WORK ITEM:
Where the records below show a line containing "point(997, 9)", start copying; end with the line containing "point(304, 35)", and copy it too.

DATA PROVIDED:
----------
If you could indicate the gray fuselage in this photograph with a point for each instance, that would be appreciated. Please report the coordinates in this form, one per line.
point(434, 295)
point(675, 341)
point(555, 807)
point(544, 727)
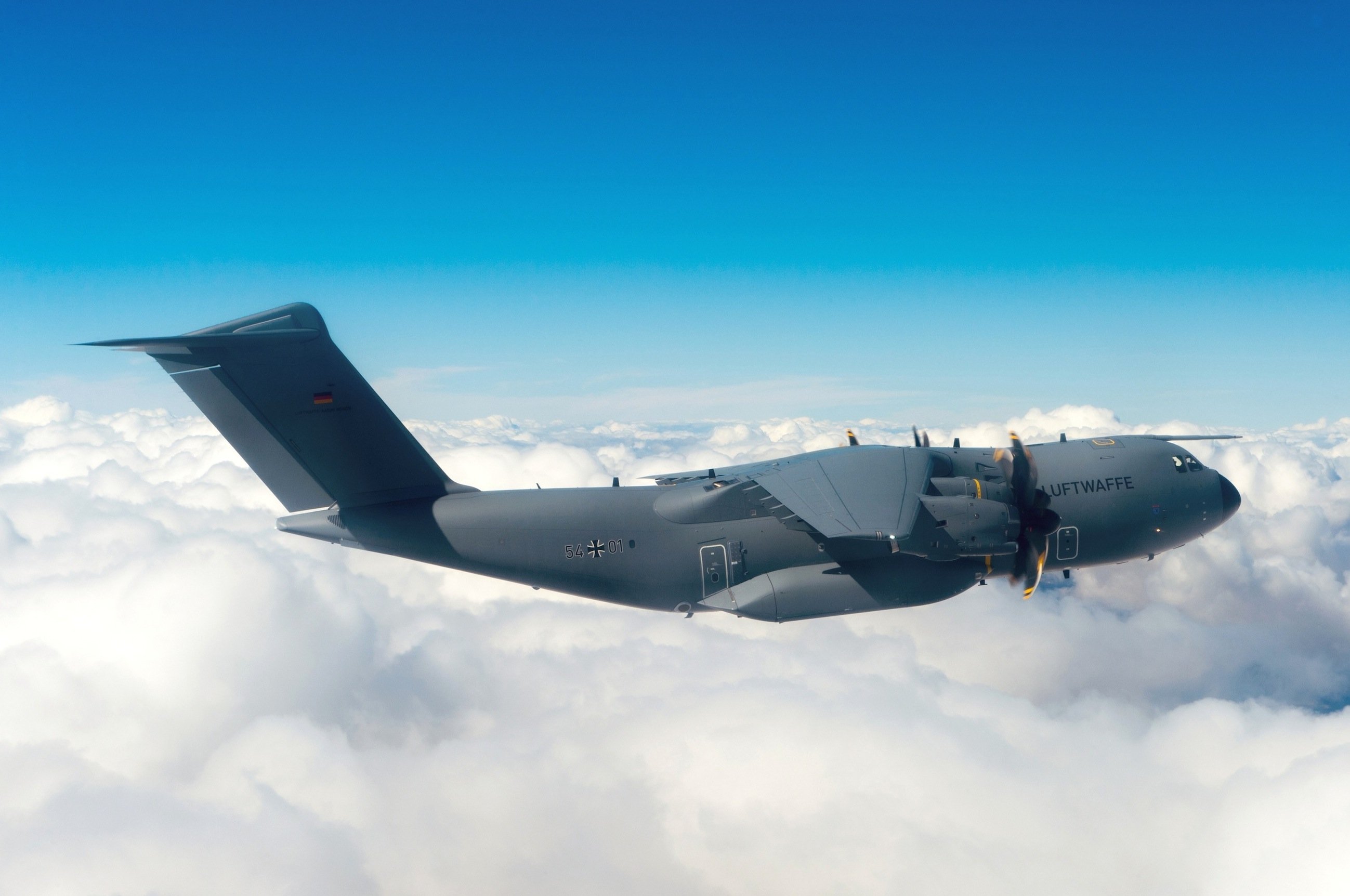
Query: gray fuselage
point(651, 547)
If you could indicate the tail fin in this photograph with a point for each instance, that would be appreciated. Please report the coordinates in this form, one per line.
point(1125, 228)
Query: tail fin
point(299, 413)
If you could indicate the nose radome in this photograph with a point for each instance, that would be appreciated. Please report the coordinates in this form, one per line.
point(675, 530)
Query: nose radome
point(1231, 499)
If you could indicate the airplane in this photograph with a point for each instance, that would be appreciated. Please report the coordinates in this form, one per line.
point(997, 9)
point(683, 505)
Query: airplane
point(822, 533)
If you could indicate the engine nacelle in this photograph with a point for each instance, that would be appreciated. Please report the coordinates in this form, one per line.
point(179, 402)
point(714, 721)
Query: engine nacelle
point(964, 526)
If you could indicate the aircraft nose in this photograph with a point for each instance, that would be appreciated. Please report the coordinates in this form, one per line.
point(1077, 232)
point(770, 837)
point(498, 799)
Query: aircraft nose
point(1231, 499)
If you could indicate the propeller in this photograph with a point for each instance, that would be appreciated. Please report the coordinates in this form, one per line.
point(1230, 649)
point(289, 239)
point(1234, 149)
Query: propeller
point(1033, 505)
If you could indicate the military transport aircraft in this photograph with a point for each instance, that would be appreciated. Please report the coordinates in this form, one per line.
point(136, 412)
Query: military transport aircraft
point(824, 533)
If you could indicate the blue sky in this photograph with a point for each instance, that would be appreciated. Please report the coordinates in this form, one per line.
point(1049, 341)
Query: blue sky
point(902, 211)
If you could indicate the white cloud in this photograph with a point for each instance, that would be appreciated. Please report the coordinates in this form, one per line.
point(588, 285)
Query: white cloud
point(193, 704)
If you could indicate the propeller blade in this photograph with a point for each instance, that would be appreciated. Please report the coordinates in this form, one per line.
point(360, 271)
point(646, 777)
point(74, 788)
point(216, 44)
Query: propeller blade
point(1024, 473)
point(1033, 504)
point(1037, 546)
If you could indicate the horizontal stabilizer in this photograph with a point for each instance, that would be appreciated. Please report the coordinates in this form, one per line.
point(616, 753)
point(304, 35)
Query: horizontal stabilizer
point(296, 411)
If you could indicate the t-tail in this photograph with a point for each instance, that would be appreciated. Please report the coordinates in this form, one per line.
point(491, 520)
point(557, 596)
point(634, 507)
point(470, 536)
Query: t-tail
point(297, 412)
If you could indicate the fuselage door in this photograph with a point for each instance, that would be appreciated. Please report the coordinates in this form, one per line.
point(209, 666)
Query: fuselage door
point(1067, 543)
point(713, 559)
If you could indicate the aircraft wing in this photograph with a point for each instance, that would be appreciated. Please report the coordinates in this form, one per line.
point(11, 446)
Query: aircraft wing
point(869, 492)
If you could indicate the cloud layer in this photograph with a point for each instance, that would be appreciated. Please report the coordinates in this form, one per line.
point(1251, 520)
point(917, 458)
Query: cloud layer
point(192, 702)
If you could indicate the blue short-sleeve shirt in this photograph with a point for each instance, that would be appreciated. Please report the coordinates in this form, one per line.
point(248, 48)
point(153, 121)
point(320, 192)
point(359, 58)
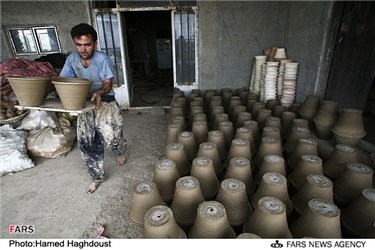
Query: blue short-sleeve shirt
point(101, 69)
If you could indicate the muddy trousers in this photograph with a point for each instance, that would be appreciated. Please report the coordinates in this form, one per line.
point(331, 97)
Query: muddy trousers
point(97, 131)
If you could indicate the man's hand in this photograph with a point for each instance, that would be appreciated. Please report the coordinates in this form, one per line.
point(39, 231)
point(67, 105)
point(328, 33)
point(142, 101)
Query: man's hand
point(97, 97)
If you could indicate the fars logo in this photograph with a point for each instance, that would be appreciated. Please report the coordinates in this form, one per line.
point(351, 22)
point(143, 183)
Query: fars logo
point(21, 229)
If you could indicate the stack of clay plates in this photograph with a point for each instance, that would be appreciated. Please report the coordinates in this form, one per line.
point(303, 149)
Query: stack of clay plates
point(289, 83)
point(270, 80)
point(257, 73)
point(280, 77)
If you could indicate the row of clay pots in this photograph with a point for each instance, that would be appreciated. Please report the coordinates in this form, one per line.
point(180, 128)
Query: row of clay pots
point(346, 127)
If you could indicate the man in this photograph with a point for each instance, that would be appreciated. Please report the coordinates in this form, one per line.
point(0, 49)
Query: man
point(101, 127)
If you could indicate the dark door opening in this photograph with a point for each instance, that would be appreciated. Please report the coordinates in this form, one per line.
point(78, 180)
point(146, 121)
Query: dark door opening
point(149, 45)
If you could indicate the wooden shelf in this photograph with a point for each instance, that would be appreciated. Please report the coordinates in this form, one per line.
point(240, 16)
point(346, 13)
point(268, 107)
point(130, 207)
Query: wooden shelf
point(56, 106)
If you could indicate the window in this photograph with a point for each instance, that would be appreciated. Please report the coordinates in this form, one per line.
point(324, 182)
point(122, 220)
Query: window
point(34, 40)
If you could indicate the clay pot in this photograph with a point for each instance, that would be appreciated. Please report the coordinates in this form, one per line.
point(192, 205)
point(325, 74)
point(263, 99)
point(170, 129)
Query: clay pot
point(232, 194)
point(295, 134)
point(246, 134)
point(287, 118)
point(238, 148)
point(325, 118)
point(338, 160)
point(186, 199)
point(211, 222)
point(304, 147)
point(188, 140)
point(271, 163)
point(200, 131)
point(30, 91)
point(268, 219)
point(274, 185)
point(316, 186)
point(165, 177)
point(240, 168)
point(228, 129)
point(159, 223)
point(145, 195)
point(349, 128)
point(248, 236)
point(203, 169)
point(350, 183)
point(268, 146)
point(309, 108)
point(359, 215)
point(217, 137)
point(176, 152)
point(241, 118)
point(309, 164)
point(321, 219)
point(209, 149)
point(253, 125)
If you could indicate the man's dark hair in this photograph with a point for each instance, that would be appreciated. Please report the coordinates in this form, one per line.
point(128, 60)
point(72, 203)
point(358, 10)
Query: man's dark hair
point(83, 29)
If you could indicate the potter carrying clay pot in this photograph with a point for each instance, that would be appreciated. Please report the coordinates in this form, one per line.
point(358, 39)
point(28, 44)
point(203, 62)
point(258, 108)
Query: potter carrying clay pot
point(268, 219)
point(165, 177)
point(211, 222)
point(73, 92)
point(246, 134)
point(274, 185)
point(321, 219)
point(145, 196)
point(349, 128)
point(30, 91)
point(232, 194)
point(271, 163)
point(217, 137)
point(203, 169)
point(187, 197)
point(338, 160)
point(304, 147)
point(238, 148)
point(350, 183)
point(209, 149)
point(200, 131)
point(188, 140)
point(359, 215)
point(176, 152)
point(240, 169)
point(316, 186)
point(160, 224)
point(309, 164)
point(325, 118)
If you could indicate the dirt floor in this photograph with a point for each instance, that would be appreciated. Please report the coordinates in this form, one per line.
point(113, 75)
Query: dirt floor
point(51, 197)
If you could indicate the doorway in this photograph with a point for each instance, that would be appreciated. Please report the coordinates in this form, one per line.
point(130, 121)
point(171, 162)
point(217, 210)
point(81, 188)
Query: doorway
point(149, 46)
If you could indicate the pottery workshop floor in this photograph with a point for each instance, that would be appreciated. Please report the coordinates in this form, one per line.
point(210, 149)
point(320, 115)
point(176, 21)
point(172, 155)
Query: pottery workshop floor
point(51, 197)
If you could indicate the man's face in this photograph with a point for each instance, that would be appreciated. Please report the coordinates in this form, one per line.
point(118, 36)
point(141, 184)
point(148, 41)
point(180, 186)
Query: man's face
point(85, 46)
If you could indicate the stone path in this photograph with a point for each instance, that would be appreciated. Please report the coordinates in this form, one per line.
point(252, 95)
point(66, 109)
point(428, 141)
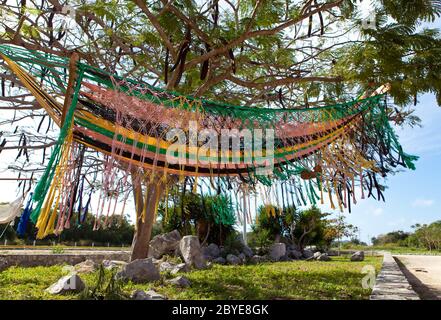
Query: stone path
point(391, 284)
point(424, 274)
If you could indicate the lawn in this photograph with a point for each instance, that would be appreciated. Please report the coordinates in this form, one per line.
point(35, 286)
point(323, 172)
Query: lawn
point(393, 249)
point(337, 279)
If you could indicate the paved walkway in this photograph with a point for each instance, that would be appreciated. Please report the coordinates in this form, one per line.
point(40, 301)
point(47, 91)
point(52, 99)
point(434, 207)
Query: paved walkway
point(424, 274)
point(391, 284)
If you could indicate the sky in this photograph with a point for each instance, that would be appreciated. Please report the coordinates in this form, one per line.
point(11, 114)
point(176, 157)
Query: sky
point(411, 197)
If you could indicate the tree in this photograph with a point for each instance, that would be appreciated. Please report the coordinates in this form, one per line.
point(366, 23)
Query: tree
point(429, 235)
point(211, 218)
point(395, 237)
point(253, 52)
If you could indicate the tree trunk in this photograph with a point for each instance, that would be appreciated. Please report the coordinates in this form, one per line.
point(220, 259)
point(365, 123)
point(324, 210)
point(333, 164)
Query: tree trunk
point(143, 229)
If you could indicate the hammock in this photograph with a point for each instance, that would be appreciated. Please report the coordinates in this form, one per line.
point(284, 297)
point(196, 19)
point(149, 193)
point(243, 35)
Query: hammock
point(329, 149)
point(8, 212)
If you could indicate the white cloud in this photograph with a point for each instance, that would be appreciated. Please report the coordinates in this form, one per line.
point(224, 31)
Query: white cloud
point(422, 203)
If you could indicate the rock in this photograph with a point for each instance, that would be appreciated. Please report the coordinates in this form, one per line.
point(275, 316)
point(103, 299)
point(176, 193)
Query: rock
point(182, 267)
point(233, 259)
point(220, 260)
point(247, 251)
point(87, 266)
point(308, 254)
point(3, 264)
point(285, 258)
point(180, 282)
point(292, 247)
point(277, 251)
point(191, 252)
point(324, 257)
point(69, 283)
point(139, 271)
point(147, 295)
point(294, 254)
point(164, 244)
point(258, 259)
point(358, 256)
point(212, 250)
point(166, 266)
point(113, 264)
point(316, 255)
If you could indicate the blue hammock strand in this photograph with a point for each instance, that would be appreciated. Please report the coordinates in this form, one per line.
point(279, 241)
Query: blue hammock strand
point(24, 219)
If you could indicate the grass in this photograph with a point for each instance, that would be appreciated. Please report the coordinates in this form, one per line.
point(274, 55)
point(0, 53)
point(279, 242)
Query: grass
point(337, 279)
point(396, 249)
point(64, 247)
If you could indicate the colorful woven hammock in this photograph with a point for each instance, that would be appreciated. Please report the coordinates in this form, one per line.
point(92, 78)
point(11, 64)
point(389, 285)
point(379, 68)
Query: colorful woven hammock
point(309, 151)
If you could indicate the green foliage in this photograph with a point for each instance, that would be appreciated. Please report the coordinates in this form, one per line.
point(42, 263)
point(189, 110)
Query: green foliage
point(428, 236)
point(337, 279)
point(307, 227)
point(191, 213)
point(233, 243)
point(260, 238)
point(106, 287)
point(57, 249)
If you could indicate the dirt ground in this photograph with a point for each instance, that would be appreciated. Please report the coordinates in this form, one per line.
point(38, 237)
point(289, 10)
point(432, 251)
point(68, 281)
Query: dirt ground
point(424, 274)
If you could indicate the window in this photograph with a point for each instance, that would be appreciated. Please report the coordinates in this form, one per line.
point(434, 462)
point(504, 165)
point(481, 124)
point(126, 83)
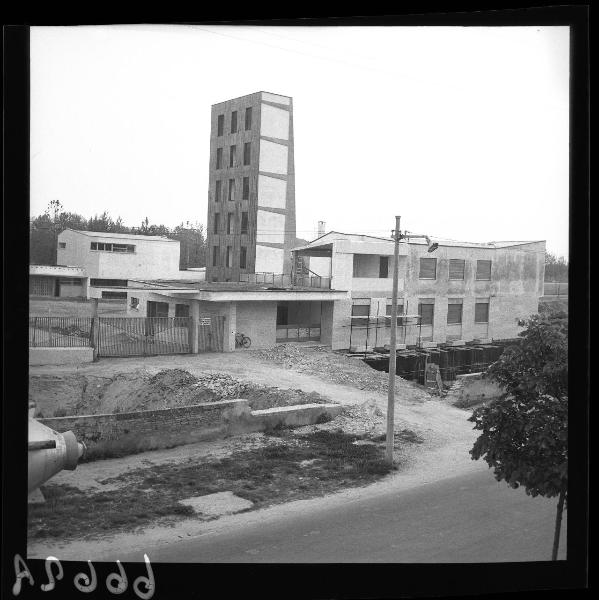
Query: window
point(383, 267)
point(123, 248)
point(426, 311)
point(481, 311)
point(454, 312)
point(399, 311)
point(428, 268)
point(181, 310)
point(456, 268)
point(483, 270)
point(130, 248)
point(282, 314)
point(360, 310)
point(108, 282)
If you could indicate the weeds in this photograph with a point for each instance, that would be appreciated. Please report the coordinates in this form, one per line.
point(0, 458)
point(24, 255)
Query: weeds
point(268, 475)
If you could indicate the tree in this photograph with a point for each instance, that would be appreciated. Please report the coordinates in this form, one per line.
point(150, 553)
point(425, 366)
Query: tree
point(556, 268)
point(524, 435)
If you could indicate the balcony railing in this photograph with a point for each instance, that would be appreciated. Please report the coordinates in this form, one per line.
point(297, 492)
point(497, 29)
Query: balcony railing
point(286, 281)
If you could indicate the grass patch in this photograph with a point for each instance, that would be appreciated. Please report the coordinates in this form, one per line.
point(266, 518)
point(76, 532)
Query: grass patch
point(268, 475)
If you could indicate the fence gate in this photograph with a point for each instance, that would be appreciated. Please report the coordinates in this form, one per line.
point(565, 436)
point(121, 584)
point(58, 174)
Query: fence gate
point(143, 336)
point(211, 331)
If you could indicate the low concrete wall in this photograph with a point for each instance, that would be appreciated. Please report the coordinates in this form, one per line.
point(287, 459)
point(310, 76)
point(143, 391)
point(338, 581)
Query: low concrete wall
point(127, 433)
point(473, 388)
point(60, 356)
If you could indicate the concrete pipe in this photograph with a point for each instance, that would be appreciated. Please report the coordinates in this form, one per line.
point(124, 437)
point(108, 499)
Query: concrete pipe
point(50, 452)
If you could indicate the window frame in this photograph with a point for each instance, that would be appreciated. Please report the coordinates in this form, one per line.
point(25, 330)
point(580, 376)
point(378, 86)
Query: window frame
point(463, 269)
point(427, 258)
point(478, 262)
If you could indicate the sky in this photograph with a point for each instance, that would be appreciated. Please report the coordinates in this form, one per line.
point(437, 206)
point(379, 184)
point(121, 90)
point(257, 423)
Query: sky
point(462, 131)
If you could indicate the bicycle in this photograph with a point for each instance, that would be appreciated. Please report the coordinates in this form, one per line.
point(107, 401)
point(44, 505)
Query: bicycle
point(242, 341)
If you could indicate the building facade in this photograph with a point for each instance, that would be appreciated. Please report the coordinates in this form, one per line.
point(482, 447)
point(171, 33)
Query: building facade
point(459, 293)
point(251, 197)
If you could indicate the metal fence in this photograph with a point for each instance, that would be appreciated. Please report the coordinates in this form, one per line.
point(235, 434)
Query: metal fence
point(143, 336)
point(59, 332)
point(555, 289)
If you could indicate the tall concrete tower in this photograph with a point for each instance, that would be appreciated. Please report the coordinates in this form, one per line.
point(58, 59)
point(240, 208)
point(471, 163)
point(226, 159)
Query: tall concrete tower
point(251, 199)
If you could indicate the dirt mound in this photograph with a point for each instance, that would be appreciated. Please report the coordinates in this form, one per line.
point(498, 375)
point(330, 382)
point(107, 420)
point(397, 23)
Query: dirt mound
point(68, 395)
point(340, 368)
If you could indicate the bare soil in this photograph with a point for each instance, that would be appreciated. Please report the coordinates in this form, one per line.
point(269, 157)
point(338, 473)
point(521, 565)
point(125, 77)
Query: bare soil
point(432, 441)
point(139, 390)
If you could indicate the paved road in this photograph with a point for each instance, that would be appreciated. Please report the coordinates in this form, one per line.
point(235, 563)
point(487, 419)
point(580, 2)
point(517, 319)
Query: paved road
point(471, 518)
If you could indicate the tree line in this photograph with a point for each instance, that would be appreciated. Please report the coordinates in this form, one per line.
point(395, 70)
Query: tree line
point(44, 230)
----------
TASK ANSWER:
point(997, 9)
point(683, 505)
Query: airplane
point(822, 533)
If you could indicate the engine nacelle in this photograph with a point for each instance, that would be appreciated. Please report the coordinates in this form, one per line.
point(179, 402)
point(714, 721)
Query: engine nacelle
point(964, 526)
If you could indicate the aircraft nose in this photograph with a point for each instance, that would be appreciated. Please report the coordinates in this form, one per line.
point(1077, 232)
point(770, 837)
point(498, 799)
Query: aircraft nose
point(1231, 499)
If you could indicate the propeller in this photograph with a point for each instance, that would be appreciated. Please report the coordinates in this form, one per line.
point(1230, 649)
point(289, 239)
point(1234, 149)
Query: propeller
point(1033, 505)
If you could indicate the military transport aircraft in this photograph with a point for each instance, that would be appreciated. Please report the coordinates in this form, one per line.
point(136, 412)
Query: military transport aircraft
point(824, 533)
If you could indicate the blue sky in this photograph with a point for each instance, that would be appreciated. Please report the coordinates in this form, one per line.
point(1049, 341)
Query: blue sky
point(902, 211)
If you could indicate the white cloud in this photograph with a point for each instance, that would be appreciated. Please report the coordinates in this form, one per line.
point(588, 285)
Query: white cloud
point(193, 704)
If you could indicate the propeller blade in this photograph with a point for each instance, that would be appreciated. Please report the coordinates in this form, one per line.
point(360, 271)
point(646, 777)
point(74, 788)
point(216, 44)
Query: propeller blade
point(1024, 473)
point(1033, 504)
point(1037, 546)
If you could indicate the horizontal stabilizer in this photograph with a point for each instance, that would be appreciated. Please report the coordinates in this form, one per line.
point(616, 753)
point(304, 35)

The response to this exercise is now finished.